Dataset entries:
========================================
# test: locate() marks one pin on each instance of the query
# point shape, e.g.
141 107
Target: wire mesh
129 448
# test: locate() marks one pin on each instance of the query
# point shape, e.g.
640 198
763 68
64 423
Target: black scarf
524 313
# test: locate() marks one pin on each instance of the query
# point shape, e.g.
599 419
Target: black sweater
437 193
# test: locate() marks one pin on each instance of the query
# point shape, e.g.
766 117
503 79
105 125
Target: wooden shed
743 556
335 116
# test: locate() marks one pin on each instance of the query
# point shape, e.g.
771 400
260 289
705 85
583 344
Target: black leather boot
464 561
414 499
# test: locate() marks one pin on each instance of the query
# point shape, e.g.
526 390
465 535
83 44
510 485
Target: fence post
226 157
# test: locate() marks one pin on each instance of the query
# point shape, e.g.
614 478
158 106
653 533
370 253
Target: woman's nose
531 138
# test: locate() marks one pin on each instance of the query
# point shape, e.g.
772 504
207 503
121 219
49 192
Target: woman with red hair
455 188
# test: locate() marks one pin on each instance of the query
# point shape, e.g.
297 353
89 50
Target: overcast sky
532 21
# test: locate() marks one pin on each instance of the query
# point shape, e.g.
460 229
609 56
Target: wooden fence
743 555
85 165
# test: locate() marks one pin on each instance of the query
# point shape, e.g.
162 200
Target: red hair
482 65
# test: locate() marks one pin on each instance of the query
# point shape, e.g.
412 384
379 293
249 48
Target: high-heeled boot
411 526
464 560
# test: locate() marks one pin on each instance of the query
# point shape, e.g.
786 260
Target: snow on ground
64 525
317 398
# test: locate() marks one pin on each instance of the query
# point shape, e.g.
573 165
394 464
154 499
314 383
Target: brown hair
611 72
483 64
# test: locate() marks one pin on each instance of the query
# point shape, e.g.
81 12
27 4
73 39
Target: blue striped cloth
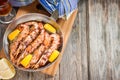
64 7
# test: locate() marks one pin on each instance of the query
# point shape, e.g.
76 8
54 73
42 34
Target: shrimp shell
44 58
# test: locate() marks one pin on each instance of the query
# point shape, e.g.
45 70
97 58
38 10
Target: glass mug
7 13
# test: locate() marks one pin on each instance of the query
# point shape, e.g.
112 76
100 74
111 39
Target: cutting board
66 26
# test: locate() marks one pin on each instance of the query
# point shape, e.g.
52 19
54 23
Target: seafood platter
33 42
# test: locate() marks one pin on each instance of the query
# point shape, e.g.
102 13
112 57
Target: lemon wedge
53 56
7 71
13 34
26 60
50 28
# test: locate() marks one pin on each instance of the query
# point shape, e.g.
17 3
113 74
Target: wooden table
93 49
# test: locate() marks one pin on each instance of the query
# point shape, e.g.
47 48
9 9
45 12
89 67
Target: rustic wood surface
93 48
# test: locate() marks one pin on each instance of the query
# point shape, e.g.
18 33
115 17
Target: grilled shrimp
47 40
31 47
16 42
32 35
44 58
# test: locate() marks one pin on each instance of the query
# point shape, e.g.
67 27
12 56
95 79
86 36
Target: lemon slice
7 71
50 28
53 56
13 34
26 60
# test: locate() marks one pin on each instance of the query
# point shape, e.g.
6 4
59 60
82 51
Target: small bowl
25 18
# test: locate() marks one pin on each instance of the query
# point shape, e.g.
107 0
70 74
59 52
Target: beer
5 7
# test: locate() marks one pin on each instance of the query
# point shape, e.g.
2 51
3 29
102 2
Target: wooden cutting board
66 26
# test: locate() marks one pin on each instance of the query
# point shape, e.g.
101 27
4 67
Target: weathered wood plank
104 40
74 62
37 76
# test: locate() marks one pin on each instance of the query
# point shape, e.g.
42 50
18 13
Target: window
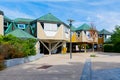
50 27
66 30
100 35
21 26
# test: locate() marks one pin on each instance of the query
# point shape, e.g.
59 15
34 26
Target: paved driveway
60 68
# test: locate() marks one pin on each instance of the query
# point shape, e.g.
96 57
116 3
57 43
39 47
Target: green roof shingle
1 12
22 20
83 27
49 18
7 19
73 28
103 31
20 34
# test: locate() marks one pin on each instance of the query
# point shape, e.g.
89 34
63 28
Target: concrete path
106 66
62 68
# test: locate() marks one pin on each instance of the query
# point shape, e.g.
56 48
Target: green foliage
12 47
116 35
2 66
108 47
92 55
117 47
116 39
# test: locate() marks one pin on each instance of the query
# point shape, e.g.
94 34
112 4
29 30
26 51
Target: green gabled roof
1 12
7 19
73 28
84 27
22 20
49 18
20 34
103 31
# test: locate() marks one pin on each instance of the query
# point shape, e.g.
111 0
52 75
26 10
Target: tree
116 39
116 35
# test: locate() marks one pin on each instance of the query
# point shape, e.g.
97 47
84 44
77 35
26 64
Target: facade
53 35
104 36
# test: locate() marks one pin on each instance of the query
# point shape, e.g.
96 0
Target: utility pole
70 25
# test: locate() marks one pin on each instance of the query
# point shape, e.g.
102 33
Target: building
104 36
53 35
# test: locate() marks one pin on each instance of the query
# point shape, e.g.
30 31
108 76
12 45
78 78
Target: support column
1 23
85 48
50 49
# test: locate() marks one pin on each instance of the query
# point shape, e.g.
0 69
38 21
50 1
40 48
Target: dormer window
50 27
21 26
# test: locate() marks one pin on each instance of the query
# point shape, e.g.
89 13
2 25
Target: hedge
108 47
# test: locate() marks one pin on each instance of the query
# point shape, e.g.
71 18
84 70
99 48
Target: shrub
12 47
108 47
117 47
2 66
92 55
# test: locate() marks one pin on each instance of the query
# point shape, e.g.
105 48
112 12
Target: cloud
38 0
14 13
102 2
107 20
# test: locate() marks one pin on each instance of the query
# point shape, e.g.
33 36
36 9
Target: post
70 24
49 48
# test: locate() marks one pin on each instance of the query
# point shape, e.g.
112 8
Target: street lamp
70 24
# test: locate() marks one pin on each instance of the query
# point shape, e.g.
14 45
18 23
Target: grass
92 55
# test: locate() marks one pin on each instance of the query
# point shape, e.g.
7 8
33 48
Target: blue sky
102 13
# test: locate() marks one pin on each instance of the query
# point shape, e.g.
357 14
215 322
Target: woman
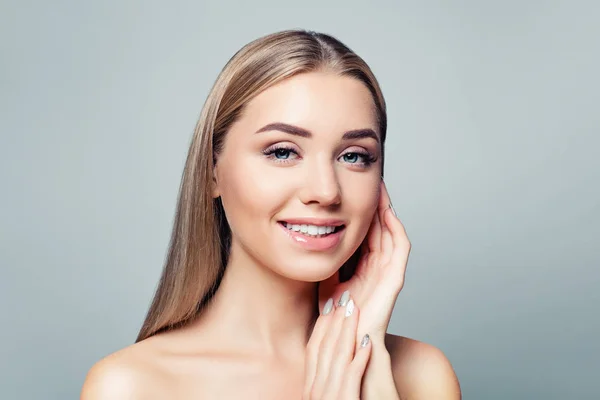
286 257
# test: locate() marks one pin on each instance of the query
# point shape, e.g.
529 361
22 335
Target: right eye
280 153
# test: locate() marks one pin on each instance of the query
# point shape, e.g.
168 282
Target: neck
261 310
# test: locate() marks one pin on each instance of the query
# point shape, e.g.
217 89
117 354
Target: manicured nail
327 307
349 308
344 299
365 340
392 208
========================================
Please report how many lines in the rows above contain the word "board". Give only the number.

▶ _ANSWER IN FULL_
2